§ **Elenco delle attività**
a) Riporti fedelmente il brano su Carlo Acutis a partire da "La leggerezza: autenticità" fino a "e con gioia." incluso.
b) Prosegua il brano su Carlo Acutis dal punto in cui termina.

La leggerezza: autenticità nella testimonianza

La leggerezza del ballerino è la leggerezza di chi ha avvertito il senso più profondo della sua danza, non è la leggerezza del nulla, della superficialità, l’assenza di peso dei movimenti disarmonici. È qui che la vita di Carlo viene a scuotere le coscienze di tanti credenti, ricordando che una vita di fede sarà tanto più autentica quanto più sarà intrecciata con la vita così da diventare una cosa sola, “non sono più io che vivo, ma Cristo vive in me” (Gal 2,20) . Così come  i movimenti del buon ballerino appariranno agli altri naturali e spontanei, non meccaniche riproduzioni di un copione, e ne gusteranno un inevitabile senso di leggerezza, così il credente testimonierà realmente il Vangelo quando la sua stessa carne sarà Vangelo. Carlo Acutis ci parla oggi di una fede che è possibile vivere con leggerezza e con gioia.

La relazione al centro della fede

La lettera del Papa si esprime in questi termini: “ […] che con l’entusiasmo della giovinezza coltivò l’amicizia con Gesù, mettendo l’Eucarestia e la testimonianza della carità al centro della propria vita”. Carlo viene a scardinare tanti atteggiamenti, a risvegliare tante “vite di fede” che hanno adombrato il vero cuore della questione: l’amicizia con Gesù. Seppur in una breve esistenza terrena Carlo ha compreso quello che tanti credenti faticano ad accettare, la fede è un incontro! Si potranno scrivere valanghe di libri, si potranno indire valanghe di Concili e documenti ma se noi credenti dimentichiamo o non sperimentiamo l’incontro con Gesù Risorto, sempre vivo, allora il nostro cuore non si potrà mai infiammare come avvenne ai discepoli di Emmaus che ascoltavano Gesù lungo il cammino. Se la vita di fede non esperimenta l’incontro personale con Dio, attraverso i suoi testimoni che incontriamo lungo la nostra vita, allora potremo parlare di tutto ma non di una storia d’amore. Diceva Carlo: “Essere sempre unito a Gesù, ecco il mio programma di vita”.

§ **Estratti di dati**

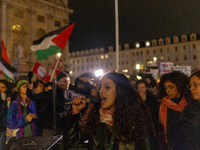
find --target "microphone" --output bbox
[65,96,99,105]
[1,93,6,101]
[28,71,33,84]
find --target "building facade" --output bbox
[70,33,200,79]
[0,0,73,77]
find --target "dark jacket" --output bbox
[0,97,8,132]
[31,88,81,130]
[173,100,200,150]
[63,114,156,150]
[63,114,138,150]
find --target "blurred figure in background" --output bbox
[145,74,157,95]
[44,82,53,92]
[135,79,159,149]
[33,80,44,94]
[173,71,200,150]
[6,80,37,137]
[0,79,12,150]
[90,85,97,96]
[129,75,137,88]
[158,71,191,150]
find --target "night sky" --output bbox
[69,0,200,52]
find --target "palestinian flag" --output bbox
[0,40,17,82]
[31,23,75,60]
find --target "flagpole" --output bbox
[50,53,61,81]
[115,0,119,72]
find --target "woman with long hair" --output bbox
[158,71,191,150]
[6,80,37,137]
[64,72,155,150]
[174,71,200,150]
[0,79,11,150]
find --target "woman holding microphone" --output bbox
[63,72,153,150]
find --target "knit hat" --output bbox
[16,80,27,90]
[57,71,69,81]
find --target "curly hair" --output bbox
[158,71,191,102]
[84,72,150,149]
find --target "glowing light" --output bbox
[94,69,103,77]
[135,64,140,70]
[56,53,61,57]
[135,43,140,48]
[146,42,150,46]
[136,76,142,80]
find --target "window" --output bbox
[106,63,108,68]
[192,44,196,49]
[38,15,45,23]
[15,10,24,18]
[193,55,197,60]
[184,55,187,60]
[183,45,186,50]
[54,21,61,27]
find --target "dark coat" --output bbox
[173,100,200,150]
[63,114,138,150]
[0,97,8,132]
[28,88,81,130]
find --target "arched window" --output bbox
[36,28,46,39]
[12,24,25,59]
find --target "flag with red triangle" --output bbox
[33,62,50,82]
[31,23,75,60]
[0,40,17,82]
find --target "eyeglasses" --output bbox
[187,83,200,89]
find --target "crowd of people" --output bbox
[0,71,200,150]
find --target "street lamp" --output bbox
[135,64,140,70]
[56,53,61,57]
[94,69,103,77]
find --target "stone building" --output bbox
[70,33,200,79]
[0,0,73,77]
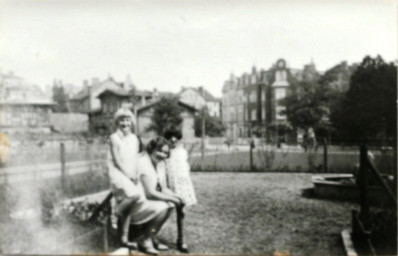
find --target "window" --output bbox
[251,75,256,84]
[251,109,257,121]
[250,91,257,102]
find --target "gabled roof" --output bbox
[71,78,123,100]
[179,87,218,101]
[137,100,198,112]
[97,88,130,98]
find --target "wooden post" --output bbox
[60,142,66,195]
[103,221,109,254]
[201,107,206,161]
[250,139,254,171]
[359,144,369,227]
[323,138,328,172]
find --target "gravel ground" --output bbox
[0,173,357,255]
[154,173,357,255]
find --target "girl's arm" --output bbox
[141,175,182,205]
[110,136,126,174]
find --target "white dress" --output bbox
[166,145,197,206]
[108,130,143,201]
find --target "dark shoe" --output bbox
[138,239,159,255]
[120,242,138,250]
[152,238,169,251]
[177,243,189,253]
[120,237,138,250]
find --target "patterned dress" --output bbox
[166,145,198,206]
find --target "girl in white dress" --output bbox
[108,108,145,247]
[164,129,197,253]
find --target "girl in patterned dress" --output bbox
[164,129,197,253]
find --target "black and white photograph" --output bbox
[0,0,398,256]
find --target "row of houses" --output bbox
[70,77,221,138]
[0,72,221,138]
[222,59,352,141]
[0,71,54,135]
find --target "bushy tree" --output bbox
[147,96,182,135]
[331,56,397,141]
[195,111,225,137]
[281,81,329,130]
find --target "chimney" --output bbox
[87,85,92,112]
[198,86,204,96]
[91,77,99,85]
[152,88,159,100]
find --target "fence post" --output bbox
[358,144,369,227]
[250,142,253,171]
[59,142,66,195]
[323,138,328,172]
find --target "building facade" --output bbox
[0,72,54,135]
[179,86,221,118]
[88,85,196,139]
[222,59,319,141]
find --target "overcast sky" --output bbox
[0,0,397,96]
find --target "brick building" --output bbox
[0,72,54,135]
[222,59,319,140]
[179,86,221,117]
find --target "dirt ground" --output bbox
[108,173,357,255]
[0,173,357,255]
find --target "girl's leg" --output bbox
[176,206,188,253]
[115,197,137,217]
[140,209,172,254]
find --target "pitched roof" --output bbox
[179,87,218,101]
[137,100,198,112]
[97,88,130,98]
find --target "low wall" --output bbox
[50,113,88,133]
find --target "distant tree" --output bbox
[194,111,225,137]
[331,56,397,141]
[281,80,329,133]
[53,85,69,112]
[147,97,182,135]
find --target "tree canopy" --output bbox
[281,80,329,130]
[331,56,397,143]
[195,111,225,137]
[147,96,182,136]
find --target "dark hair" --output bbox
[145,137,169,154]
[164,129,182,140]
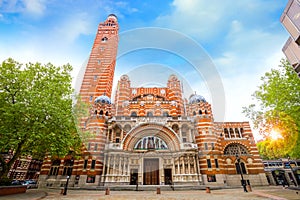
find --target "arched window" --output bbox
[62,159,74,176]
[240,128,244,137]
[147,111,153,117]
[163,111,169,117]
[134,136,168,149]
[49,159,60,176]
[224,143,249,156]
[124,124,131,133]
[130,111,137,117]
[234,128,242,138]
[101,37,108,42]
[235,162,247,174]
[114,124,122,143]
[229,128,235,138]
[224,128,229,138]
[172,124,179,134]
[181,124,189,142]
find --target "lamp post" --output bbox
[236,155,248,192]
[63,159,73,195]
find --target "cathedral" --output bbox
[39,14,268,188]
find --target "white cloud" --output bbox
[50,12,96,43]
[155,0,286,121]
[23,0,46,16]
[0,0,47,18]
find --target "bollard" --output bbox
[156,188,160,194]
[105,188,110,195]
[206,187,210,193]
[247,185,252,192]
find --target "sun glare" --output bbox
[270,130,282,140]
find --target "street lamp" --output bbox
[63,159,73,195]
[236,154,248,192]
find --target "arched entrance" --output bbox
[122,124,180,185]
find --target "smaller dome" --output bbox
[189,94,206,104]
[95,95,111,104]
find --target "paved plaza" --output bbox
[0,186,300,200]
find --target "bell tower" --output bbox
[80,14,119,102]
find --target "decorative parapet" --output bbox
[180,143,198,150]
[105,143,123,150]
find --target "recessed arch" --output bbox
[122,123,180,151]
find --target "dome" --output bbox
[95,95,111,104]
[189,94,206,104]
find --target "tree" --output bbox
[243,60,300,159]
[0,59,86,179]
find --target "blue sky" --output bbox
[0,0,288,126]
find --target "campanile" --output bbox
[80,14,119,102]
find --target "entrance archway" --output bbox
[143,158,159,185]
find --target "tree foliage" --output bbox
[243,60,300,159]
[0,59,88,180]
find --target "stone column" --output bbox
[122,157,126,175]
[177,157,180,174]
[120,128,124,140]
[179,125,182,142]
[193,155,197,174]
[118,155,122,175]
[112,155,117,174]
[107,154,110,174]
[187,155,191,174]
[182,155,185,174]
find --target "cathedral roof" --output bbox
[95,95,111,104]
[189,94,206,104]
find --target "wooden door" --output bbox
[144,158,159,185]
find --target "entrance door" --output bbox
[164,169,172,185]
[130,169,138,185]
[144,158,159,185]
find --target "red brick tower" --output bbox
[40,14,119,187]
[80,14,119,102]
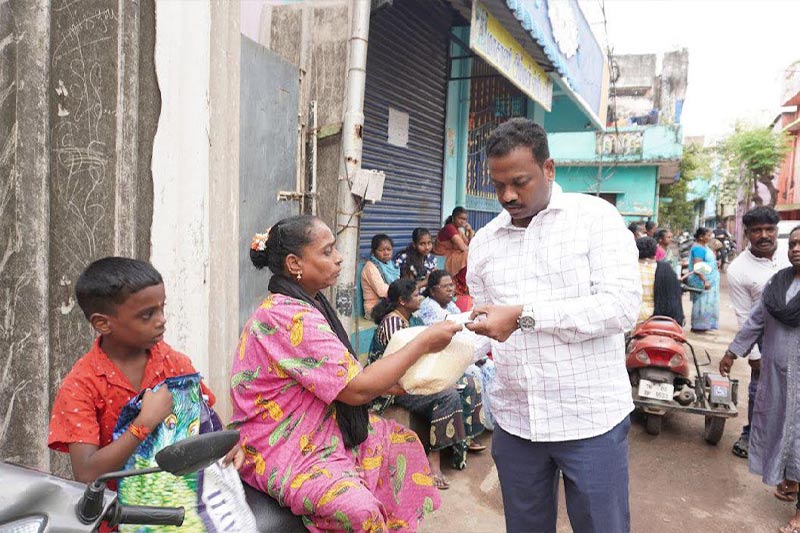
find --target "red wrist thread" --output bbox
[128,424,150,441]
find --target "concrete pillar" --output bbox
[0,0,51,470]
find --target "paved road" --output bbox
[421,274,794,533]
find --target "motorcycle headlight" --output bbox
[0,516,47,533]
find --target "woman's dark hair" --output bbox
[486,118,550,166]
[742,205,781,228]
[400,228,431,278]
[628,222,644,235]
[250,215,322,274]
[422,270,453,297]
[694,226,711,240]
[370,233,394,254]
[370,279,417,324]
[444,206,467,226]
[636,237,658,259]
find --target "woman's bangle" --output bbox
[128,424,150,441]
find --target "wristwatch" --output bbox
[517,305,536,332]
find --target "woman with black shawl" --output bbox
[719,226,800,533]
[636,237,684,325]
[231,216,460,531]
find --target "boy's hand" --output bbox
[222,444,244,470]
[137,385,173,429]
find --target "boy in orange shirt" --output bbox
[48,257,239,483]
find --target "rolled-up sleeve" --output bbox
[531,204,642,342]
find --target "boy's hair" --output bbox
[75,257,164,319]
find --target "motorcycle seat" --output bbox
[242,483,308,533]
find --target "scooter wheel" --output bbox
[644,414,663,435]
[703,416,725,445]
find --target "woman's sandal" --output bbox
[467,441,486,452]
[775,480,797,502]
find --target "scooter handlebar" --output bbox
[108,505,186,526]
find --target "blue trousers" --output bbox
[492,417,631,533]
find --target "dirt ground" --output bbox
[420,275,794,533]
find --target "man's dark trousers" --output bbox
[492,417,631,533]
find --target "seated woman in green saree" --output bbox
[368,279,484,489]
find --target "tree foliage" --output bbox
[720,123,789,207]
[658,145,711,233]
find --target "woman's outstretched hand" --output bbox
[417,320,461,353]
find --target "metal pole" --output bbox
[334,0,371,334]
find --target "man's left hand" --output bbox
[467,305,522,342]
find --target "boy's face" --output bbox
[91,283,167,350]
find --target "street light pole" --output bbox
[334,0,371,336]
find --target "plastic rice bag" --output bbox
[384,326,474,394]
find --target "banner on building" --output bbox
[469,1,553,111]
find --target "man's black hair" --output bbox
[75,257,164,319]
[742,205,781,228]
[486,118,550,165]
[636,237,658,259]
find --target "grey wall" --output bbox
[239,36,299,328]
[0,0,160,474]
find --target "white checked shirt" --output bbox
[728,246,791,360]
[467,184,642,441]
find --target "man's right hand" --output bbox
[719,351,736,376]
[137,385,173,429]
[417,320,461,353]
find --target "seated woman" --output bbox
[367,278,485,489]
[417,270,495,432]
[394,228,436,282]
[231,216,459,531]
[636,237,684,326]
[433,207,474,295]
[361,233,400,317]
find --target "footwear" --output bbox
[731,437,750,459]
[775,479,800,500]
[467,440,486,452]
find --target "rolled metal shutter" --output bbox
[359,0,453,257]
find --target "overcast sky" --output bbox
[580,0,800,139]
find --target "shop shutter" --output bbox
[359,0,453,257]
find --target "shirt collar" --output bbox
[88,335,166,392]
[499,182,567,230]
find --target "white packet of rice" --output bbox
[384,326,474,394]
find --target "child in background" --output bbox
[48,257,239,488]
[394,228,436,282]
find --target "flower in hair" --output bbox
[250,228,270,252]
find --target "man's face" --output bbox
[747,224,778,257]
[489,146,556,226]
[789,230,800,271]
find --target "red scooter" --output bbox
[626,316,739,444]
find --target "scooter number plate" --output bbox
[639,379,675,402]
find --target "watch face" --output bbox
[519,316,536,331]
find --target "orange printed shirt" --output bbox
[47,337,215,452]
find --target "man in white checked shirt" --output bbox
[467,119,641,533]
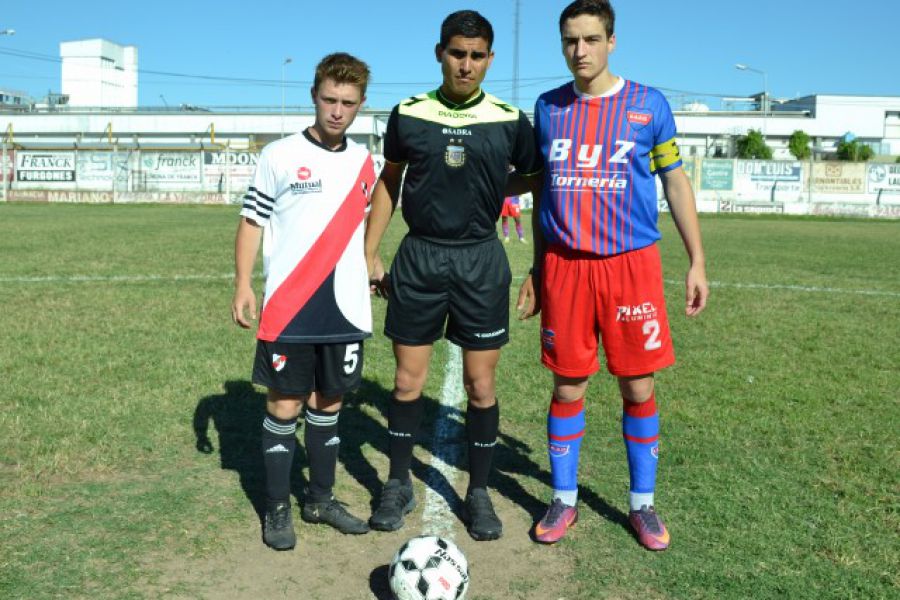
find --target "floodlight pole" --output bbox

§ **Risultati della prova**
a)
La leggerezza: autenticità nella testimonianza

La leggerezza del ballerino è la leggerezza di chi ha avvertito il senso più profondo della sua danza, non è la leggerezza del nulla, della superficialità, l’assenza di peso dei movimenti disarmonici. È qui che la vita di Carlo viene a scuotere le coscienze di tanti credenti, ricordando che una vita di fede sarà tanto più autentica quanto più sarà intrecciata con la vita così da diventare una cosa sola, “non sono più io che vivo, ma Cristo vive in me” (Gal 2,20) . Così come  i movimenti del buon ballerino appariranno agli altri naturali e spontanei, non meccaniche riproduzioni di un copione, e ne gusteranno un inevitabile senso di leggerezza, così il credente testimonierà realmente il Vangelo quando la sua stessa carne sarà Vangelo. Carlo Acutis ci parla oggi di una fede che è possibile vivere con leggerezza e con gioia.

b)
Al cuore della vita

Il suo stretto rapporto con Gesù Eucarestia ci interroga non solo sull’immensa ricchezza che il Signore ci ha donato e che ci dona ogni giorno tramite la Chiesa, ma anche su un modo nuovo di guardare la vita. Carlo, come tutti i santi, non era alienato dal mondo e dalle sue dinamiche. Basti conoscere la sua storia per rendersi conto di quanti interessi e passioni orbitassero attorno a lui, ma allo stesso tempo, l’Eucarestia, che Carlo definiva “la mia autostrada per il cielo”, era in grado di far sì che quello sguardo si posasse sulle cose del mondo, e non le sorvolasse distrattamente. L’adorazione eucaristica educa lo sguardo a diventare “contemplativo”, a scendere più in profondità, a scavare la superficie del reale. Mons. Bruno Forte, che al mistero trinitario dedica lo splendido libro “Trinità come storia”, sottolinea: “[…] all’esigenza teologica di conoscere Colui che per primo ci ha amati, si congiunge la domanda antropologica di conoscere in Lui e nel Suo amore l’uomo, il senso della vita e della storia. Questa seconda conoscenza si rivela pienamente possibile soltanto a condizione della prima: le profondità dell’uomo, grazie alla rivelazione del mistero, appaiono radicate nelle profondità di Dio! […] [Nel tabernacolo] ci si approssima, in umiltà e povertà adorante, alla soglia del mistero, non per catturare Dio, quanto piuttosto per lasciarsi fare prigionieri da Lui, non per mortificare la nostra umanità, quanto piuttosto per vivere fino in fondo il rischio di volersi veramente umani”. Ed è questo il rischio su cui siamo chiamati a riflettere. Un rischio che Carlo non ebbe paura di correre perché intuì che nel rapporto con Gesù si giocava sì la sua salvezza e quella degli altri, ma allo stesso tempo tutta la sua umanità: “Tutti nascono come originali – diceva – ma molti muoiono come fotocopie”. Il parroco della chiesa che Carlo era solito frequentare ricorda queste sue parole: “ [l’adorazione eucaristica] mi aiuta ad essere più leggero, Mi fermo qui per imparare a stare con gli altri”. Non due mondi distanti, due universi separati, ma un’ amicizia intima, “resta con noi perché si fa sera, e il giorno già volge al declino” (Lc 24, 29).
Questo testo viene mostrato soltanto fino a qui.